**SUPPLIED RECORDS:**
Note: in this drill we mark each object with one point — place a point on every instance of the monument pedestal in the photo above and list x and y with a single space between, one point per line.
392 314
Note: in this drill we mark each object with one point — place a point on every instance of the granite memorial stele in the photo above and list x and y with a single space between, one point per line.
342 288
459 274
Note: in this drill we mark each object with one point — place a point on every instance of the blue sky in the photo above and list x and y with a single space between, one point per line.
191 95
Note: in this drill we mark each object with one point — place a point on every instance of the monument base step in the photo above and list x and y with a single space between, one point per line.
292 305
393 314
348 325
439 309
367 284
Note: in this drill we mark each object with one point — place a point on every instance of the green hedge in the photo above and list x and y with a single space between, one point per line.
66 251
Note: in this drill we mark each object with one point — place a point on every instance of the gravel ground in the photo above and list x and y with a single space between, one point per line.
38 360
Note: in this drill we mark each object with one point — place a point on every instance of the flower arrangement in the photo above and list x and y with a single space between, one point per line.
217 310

**BRIEF:** Rewrite every line of the items above as a numbered list, skipping any blank lines.

**FULL ANSWER:**
1. Note: in this drill we mark each object with one point — place a point on every instance of the monument pedestal in the photo above and list x and y with a single space between, one point per line.
2. 392 314
3. Note: in this drill we mark each object with one point — place a point on every instance of the granite memorial stele in the photo above and list x and y with a single space between, one point per line.
4. 342 288
5. 459 274
6. Note: in this drill we mark each object with one point — place a point on every instance of the blue sky in the photo above and list x and y with a single space between, one point per line.
7. 191 95
8. Note: in this drill we mark each object with one point — place a point on every instance of the monument base step in the photo above and list x and y with a single space between, one point per line.
9. 292 305
10. 393 314
11. 348 325
12. 439 309
13. 367 284
14. Note: in this drill we mark each object with one point — place a point on every instance of the green hedge in the photo above and list x and y with a single space between, one point per line.
15. 66 251
16. Note: in this drill we mark each object with one point — place a point on every instance of the gravel ground in the photo above and list x and y with a single space between, one point per line.
17. 38 360
18. Note: in this drill we mark each object with one point — place a point on every instance of the flower arrangement in the photo above and list x and y with a single space between, one point per line.
19. 217 310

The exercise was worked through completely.